*EXERCISE*:
Swap "single marker" for "single dot" in the part of the listing that opens with the line containing "of the scattered" and closes with the line containing "<point>89,169</point>", both of those lines included. Give back only that part, with everything else left unchanged.

(begin)

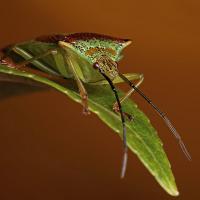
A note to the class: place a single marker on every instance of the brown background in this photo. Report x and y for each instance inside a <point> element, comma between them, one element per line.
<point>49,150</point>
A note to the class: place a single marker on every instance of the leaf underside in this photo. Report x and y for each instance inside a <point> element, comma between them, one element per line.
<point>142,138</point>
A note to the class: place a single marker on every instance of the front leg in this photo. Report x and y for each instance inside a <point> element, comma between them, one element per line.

(end)
(begin)

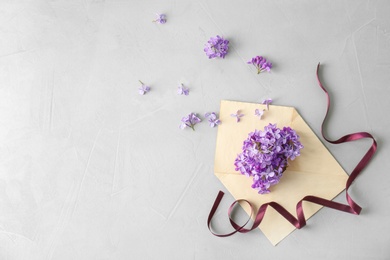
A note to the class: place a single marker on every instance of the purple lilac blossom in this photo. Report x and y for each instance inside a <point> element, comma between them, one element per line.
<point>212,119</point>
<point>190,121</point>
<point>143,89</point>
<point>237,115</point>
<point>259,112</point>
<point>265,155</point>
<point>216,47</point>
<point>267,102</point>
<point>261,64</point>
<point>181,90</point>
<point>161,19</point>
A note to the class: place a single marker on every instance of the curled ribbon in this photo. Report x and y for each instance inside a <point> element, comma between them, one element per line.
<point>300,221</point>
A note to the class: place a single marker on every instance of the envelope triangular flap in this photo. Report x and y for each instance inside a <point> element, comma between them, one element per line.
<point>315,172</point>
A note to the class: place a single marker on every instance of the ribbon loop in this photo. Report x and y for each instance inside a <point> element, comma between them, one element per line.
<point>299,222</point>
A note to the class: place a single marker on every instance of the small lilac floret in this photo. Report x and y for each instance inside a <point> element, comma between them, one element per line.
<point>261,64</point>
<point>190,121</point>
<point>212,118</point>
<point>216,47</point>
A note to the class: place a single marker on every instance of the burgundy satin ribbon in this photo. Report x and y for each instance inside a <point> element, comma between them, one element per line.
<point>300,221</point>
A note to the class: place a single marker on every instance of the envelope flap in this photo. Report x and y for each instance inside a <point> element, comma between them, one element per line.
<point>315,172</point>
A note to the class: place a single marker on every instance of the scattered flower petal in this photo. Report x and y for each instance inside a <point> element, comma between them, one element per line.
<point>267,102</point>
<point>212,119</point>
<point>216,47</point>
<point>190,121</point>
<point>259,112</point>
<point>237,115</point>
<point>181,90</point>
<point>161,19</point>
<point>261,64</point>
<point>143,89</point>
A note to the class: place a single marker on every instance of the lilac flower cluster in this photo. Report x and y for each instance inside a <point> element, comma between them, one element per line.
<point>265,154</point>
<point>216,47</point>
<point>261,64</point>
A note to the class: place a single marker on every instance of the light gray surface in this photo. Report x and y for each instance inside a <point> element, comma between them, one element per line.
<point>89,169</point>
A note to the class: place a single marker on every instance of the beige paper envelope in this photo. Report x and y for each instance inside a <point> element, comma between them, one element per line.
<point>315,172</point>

(end)
(begin)

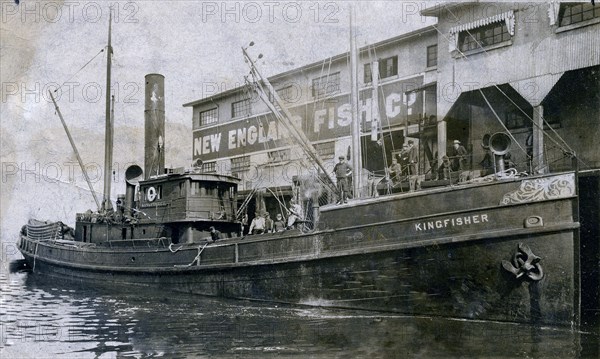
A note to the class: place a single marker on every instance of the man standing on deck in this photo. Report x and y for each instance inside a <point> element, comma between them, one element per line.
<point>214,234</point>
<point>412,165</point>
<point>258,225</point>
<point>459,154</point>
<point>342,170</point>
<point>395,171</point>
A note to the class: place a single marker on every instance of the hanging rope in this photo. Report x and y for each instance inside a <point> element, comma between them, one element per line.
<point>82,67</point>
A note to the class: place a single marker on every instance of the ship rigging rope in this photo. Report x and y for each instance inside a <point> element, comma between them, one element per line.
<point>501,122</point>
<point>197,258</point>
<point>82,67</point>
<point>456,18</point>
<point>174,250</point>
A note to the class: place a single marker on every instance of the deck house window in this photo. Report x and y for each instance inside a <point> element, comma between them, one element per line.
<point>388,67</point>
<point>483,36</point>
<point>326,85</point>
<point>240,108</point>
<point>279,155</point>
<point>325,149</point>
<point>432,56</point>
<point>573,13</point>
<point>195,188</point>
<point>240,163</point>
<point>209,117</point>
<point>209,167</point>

(end)

*TASK RESULT*:
A note to the class: place a single dot on every instance of the scattered flower petal in this photo. Report x and y for each instance inside a <point> element, comma between them, one element per line.
<point>267,102</point>
<point>212,119</point>
<point>216,47</point>
<point>190,121</point>
<point>259,112</point>
<point>237,115</point>
<point>181,90</point>
<point>161,19</point>
<point>261,64</point>
<point>143,89</point>
A note to the class: place a single dot on every instance of the lilac flower cluster in this photo. Report x and y for each instance inside a <point> element, comma between them, one element per line.
<point>265,154</point>
<point>216,47</point>
<point>261,64</point>
A note to the class: place a single dot on every instance of the light gray surface in this photo. Report x and y for each instance inside a <point> element, comma between them, one element per line.
<point>89,169</point>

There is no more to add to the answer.